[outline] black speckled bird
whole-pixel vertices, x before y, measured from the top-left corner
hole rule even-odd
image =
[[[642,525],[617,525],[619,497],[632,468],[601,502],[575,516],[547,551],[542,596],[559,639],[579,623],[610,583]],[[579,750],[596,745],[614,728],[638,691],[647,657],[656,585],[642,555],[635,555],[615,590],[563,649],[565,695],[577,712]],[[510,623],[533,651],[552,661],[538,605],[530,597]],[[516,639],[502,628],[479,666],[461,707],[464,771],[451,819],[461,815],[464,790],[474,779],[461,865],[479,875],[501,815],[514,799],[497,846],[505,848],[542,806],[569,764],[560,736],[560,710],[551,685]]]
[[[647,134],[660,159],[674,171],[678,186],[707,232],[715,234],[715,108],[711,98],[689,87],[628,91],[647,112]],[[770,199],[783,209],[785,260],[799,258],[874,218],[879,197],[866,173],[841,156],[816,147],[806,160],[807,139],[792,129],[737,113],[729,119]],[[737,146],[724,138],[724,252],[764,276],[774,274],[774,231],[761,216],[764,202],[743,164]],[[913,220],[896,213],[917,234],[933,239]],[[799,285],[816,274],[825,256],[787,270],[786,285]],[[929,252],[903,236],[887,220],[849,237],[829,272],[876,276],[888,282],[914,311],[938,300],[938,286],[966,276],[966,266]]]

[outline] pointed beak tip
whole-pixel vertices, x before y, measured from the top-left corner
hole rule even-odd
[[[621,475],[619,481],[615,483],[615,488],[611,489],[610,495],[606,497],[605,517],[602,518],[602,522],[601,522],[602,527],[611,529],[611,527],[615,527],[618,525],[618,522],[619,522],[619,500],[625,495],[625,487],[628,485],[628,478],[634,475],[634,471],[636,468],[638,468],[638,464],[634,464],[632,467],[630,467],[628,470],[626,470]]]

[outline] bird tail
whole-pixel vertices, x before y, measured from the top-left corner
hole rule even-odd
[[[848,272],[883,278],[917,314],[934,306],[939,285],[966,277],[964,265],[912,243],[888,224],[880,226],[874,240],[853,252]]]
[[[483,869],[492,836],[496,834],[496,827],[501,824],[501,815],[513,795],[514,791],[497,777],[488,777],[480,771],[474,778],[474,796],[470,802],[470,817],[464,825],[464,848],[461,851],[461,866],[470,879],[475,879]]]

*AIM:*
Express the data above as a JSON list of strings, one string per line, with blank lines left out.

*SOLUTION FOR THIS PROBLEM:*
[
  "[outline] black speckled bird",
  "whole-pixel vertices, x before y, measured from the top-left corner",
  "hole rule even-odd",
  "image =",
  "[[[642,525],[617,525],[619,497],[632,468],[601,502],[575,516],[547,551],[542,596],[559,639],[579,623],[610,583]],[[579,750],[596,745],[614,728],[638,691],[647,657],[656,585],[642,555],[635,555],[615,590],[563,649],[565,695],[577,712]],[[510,623],[533,651],[552,661],[538,605],[530,597]],[[516,639],[502,628],[479,666],[461,707],[464,771],[451,819],[461,815],[464,790],[474,779],[461,865],[479,875],[501,815],[514,799],[497,846],[505,848],[542,806],[569,764],[560,736],[560,710],[551,685]]]",
  "[[[647,134],[660,159],[674,171],[678,186],[707,232],[715,234],[715,108],[711,98],[689,87],[628,91],[647,112]],[[770,199],[783,209],[785,260],[799,258],[874,218],[879,197],[866,173],[841,156],[816,147],[806,160],[807,139],[792,129],[737,113],[729,119]],[[737,146],[724,138],[724,252],[764,276],[774,274],[774,231],[761,216],[764,202],[743,164]],[[913,220],[896,213],[917,234],[933,239]],[[799,285],[816,274],[825,256],[787,270],[786,285]],[[929,252],[903,236],[887,220],[849,237],[829,272],[876,276],[888,282],[914,311],[938,300],[938,286],[966,276],[966,266]]]",
  "[outline] pointed beak tip",
  "whole-pixel vertices, x before y, measured from the top-left corner",
  "hole rule even-odd",
  "[[[621,475],[619,481],[615,483],[615,488],[611,489],[610,495],[606,497],[605,517],[602,518],[602,522],[601,522],[602,527],[611,529],[611,527],[615,527],[618,525],[618,522],[619,522],[619,500],[625,495],[625,487],[628,485],[628,478],[634,475],[634,471],[636,468],[638,468],[638,464],[634,464],[632,467],[630,467],[628,470],[626,470]]]",
  "[outline] bird tail",
  "whole-pixel vertices, x before y, measured from the top-left corner",
  "hole rule even-odd",
  "[[[848,272],[883,278],[917,314],[934,306],[939,285],[966,277],[964,265],[912,243],[888,224],[880,226],[874,240],[853,252]]]",
  "[[[483,869],[492,836],[496,834],[496,827],[501,824],[501,815],[513,795],[514,791],[497,777],[488,777],[480,771],[474,778],[474,796],[470,802],[470,817],[464,825],[464,848],[461,851],[461,866],[470,879],[475,879]]]"
]